*** Opening of Data to process ***

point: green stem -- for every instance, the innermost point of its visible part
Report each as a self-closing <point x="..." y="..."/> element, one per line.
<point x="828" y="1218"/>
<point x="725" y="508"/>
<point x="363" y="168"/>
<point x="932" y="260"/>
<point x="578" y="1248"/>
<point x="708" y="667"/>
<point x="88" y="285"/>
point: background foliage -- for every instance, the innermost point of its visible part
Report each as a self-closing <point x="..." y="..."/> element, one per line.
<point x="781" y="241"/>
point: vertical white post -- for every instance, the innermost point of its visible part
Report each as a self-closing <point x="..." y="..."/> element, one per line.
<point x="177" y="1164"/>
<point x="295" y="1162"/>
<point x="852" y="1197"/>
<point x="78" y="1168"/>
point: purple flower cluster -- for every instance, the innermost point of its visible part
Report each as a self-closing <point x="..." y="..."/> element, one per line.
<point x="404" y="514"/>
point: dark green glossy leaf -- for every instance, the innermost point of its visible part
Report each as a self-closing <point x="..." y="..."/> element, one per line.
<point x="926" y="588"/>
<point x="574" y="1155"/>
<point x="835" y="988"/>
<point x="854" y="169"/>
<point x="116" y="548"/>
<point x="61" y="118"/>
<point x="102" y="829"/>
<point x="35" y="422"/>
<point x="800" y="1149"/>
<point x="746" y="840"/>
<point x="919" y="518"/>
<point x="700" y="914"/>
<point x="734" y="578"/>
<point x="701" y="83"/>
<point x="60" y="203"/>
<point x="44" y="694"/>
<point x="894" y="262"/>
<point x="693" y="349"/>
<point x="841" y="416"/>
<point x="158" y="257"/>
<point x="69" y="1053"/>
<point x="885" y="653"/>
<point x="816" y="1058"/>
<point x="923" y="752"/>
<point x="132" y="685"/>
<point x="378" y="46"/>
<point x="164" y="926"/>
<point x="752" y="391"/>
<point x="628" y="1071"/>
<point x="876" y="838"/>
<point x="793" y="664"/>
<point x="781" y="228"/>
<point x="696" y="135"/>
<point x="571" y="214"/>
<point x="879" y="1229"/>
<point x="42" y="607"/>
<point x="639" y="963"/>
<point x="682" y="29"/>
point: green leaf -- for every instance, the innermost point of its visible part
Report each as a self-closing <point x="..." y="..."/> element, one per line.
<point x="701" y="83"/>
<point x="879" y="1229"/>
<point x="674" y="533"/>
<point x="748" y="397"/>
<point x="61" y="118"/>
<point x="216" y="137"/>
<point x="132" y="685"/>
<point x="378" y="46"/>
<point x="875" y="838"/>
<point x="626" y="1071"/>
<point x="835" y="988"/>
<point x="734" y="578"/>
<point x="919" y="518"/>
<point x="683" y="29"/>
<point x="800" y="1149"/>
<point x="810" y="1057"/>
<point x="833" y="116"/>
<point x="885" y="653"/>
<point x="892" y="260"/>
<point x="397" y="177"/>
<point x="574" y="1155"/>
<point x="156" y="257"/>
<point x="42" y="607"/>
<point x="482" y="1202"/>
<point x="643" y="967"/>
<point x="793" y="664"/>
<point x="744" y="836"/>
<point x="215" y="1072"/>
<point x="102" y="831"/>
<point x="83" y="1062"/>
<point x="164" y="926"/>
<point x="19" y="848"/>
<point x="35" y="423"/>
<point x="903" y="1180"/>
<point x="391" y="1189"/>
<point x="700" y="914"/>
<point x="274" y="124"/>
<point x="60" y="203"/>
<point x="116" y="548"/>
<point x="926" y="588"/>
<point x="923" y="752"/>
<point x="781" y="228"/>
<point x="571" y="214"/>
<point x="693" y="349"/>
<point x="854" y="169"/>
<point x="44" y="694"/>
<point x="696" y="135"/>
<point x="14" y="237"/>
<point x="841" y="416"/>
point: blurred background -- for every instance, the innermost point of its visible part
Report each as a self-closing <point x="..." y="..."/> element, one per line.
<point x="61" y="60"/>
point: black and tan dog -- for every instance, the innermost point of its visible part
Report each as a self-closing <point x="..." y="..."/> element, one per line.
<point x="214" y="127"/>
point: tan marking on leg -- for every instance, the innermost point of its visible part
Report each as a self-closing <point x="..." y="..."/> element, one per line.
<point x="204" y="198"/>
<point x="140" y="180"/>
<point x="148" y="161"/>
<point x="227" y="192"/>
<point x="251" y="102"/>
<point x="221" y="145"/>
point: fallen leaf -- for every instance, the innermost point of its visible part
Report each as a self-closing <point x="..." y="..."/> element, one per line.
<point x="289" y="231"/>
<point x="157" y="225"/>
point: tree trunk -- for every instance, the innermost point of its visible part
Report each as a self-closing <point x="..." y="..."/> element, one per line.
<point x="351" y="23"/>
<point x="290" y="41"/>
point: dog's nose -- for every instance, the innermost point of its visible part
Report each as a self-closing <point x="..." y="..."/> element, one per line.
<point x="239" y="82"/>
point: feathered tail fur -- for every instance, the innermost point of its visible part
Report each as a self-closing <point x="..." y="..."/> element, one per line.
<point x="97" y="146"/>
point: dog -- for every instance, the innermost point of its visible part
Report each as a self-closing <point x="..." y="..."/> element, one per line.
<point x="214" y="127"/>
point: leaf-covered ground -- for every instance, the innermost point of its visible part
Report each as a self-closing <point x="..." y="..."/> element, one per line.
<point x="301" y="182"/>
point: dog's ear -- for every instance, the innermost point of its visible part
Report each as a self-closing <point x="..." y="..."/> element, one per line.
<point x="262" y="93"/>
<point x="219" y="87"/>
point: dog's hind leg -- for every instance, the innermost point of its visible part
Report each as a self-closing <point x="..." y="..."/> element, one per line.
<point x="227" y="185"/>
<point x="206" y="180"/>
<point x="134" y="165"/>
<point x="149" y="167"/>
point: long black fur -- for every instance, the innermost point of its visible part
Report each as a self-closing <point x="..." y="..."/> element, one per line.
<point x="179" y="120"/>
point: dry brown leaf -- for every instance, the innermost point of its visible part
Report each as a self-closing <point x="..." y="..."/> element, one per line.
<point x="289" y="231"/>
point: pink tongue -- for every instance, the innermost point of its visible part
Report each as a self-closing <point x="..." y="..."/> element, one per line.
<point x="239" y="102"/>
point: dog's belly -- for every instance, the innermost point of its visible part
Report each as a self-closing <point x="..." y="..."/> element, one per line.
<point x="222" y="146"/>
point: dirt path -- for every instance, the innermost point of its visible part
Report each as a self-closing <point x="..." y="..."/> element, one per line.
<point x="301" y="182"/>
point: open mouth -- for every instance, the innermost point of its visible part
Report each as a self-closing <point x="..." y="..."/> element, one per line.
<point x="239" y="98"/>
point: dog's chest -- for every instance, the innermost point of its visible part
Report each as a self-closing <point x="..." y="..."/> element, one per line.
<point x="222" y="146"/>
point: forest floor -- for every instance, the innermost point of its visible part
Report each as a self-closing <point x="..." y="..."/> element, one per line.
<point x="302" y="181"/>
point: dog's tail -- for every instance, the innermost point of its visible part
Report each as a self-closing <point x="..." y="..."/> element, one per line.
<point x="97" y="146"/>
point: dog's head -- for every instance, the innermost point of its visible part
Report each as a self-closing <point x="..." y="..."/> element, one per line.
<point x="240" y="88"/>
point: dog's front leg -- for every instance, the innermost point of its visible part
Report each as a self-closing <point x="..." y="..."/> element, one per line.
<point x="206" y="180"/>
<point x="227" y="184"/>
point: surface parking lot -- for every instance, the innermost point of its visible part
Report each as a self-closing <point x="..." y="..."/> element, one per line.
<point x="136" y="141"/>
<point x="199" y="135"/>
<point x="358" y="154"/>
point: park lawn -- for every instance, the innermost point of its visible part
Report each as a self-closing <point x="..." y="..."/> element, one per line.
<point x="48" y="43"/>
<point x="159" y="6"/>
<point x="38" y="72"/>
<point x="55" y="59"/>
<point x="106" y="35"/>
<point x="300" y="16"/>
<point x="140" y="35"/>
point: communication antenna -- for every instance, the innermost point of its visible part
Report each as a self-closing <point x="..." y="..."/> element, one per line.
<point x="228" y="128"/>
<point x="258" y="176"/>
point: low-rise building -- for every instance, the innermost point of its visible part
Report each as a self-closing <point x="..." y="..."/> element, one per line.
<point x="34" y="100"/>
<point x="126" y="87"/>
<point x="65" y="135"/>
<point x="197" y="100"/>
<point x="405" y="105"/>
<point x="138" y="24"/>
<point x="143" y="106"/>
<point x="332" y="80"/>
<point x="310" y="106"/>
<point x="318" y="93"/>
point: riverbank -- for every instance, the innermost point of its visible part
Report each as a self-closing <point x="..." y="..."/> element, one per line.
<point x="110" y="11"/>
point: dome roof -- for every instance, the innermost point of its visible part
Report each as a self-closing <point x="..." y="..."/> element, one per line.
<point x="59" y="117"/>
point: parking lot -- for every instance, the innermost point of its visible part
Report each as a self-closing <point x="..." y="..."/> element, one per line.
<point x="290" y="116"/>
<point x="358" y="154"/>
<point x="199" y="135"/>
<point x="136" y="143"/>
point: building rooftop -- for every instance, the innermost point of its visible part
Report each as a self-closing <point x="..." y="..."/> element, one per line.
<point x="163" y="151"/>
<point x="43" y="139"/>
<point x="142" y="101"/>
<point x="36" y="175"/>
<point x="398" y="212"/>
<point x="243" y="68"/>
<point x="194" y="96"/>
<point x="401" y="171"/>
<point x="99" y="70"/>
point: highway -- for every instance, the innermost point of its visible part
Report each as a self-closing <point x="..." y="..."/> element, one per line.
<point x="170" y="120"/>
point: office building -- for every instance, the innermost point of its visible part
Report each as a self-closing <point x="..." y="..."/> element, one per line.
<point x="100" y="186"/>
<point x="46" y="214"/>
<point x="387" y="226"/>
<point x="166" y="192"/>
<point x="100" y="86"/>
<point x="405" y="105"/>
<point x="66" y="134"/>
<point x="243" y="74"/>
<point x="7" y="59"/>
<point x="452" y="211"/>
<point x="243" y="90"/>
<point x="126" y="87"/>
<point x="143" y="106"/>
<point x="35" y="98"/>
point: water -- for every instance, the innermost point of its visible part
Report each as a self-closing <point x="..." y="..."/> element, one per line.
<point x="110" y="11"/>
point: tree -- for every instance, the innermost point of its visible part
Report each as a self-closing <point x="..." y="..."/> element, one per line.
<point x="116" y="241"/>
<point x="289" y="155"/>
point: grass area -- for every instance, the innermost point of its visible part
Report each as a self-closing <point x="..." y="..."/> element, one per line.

*** Close of Data to process ***

Required action: In the listing above, start at the line with "point: communication antenna", go on through the line with "point: building rooftop", and copy each of those lines exactly; leave out all the rest.

Answer to this task:
point: communication antenna -- for every instance, the innermost point of its visible part
Report each as a self-closing <point x="..." y="..."/> element, one per line.
<point x="228" y="128"/>
<point x="258" y="176"/>
point: low-rise building -- for every instance, the innermost point of its visible part
Report each as a self-closing <point x="..." y="..."/> element, one per line.
<point x="34" y="100"/>
<point x="126" y="87"/>
<point x="65" y="135"/>
<point x="197" y="100"/>
<point x="405" y="105"/>
<point x="138" y="24"/>
<point x="143" y="106"/>
<point x="332" y="80"/>
<point x="310" y="106"/>
<point x="318" y="93"/>
point: riverbank -- for every instance, the innermost point of its visible part
Report each as a self-closing <point x="..." y="..."/> element, one per line.
<point x="110" y="11"/>
point: dome roof -- for every instance, the innermost point of its visible part
Report each as a self-closing <point x="..." y="..."/> element, one per line.
<point x="59" y="117"/>
point: parking lot -- for every instance, the innermost point of its visible part
Report each as a self-closing <point x="..." y="..."/> element, one per line.
<point x="290" y="116"/>
<point x="358" y="154"/>
<point x="199" y="135"/>
<point x="136" y="143"/>
point: building rooftop -- for every instance, the innermost point of its visible part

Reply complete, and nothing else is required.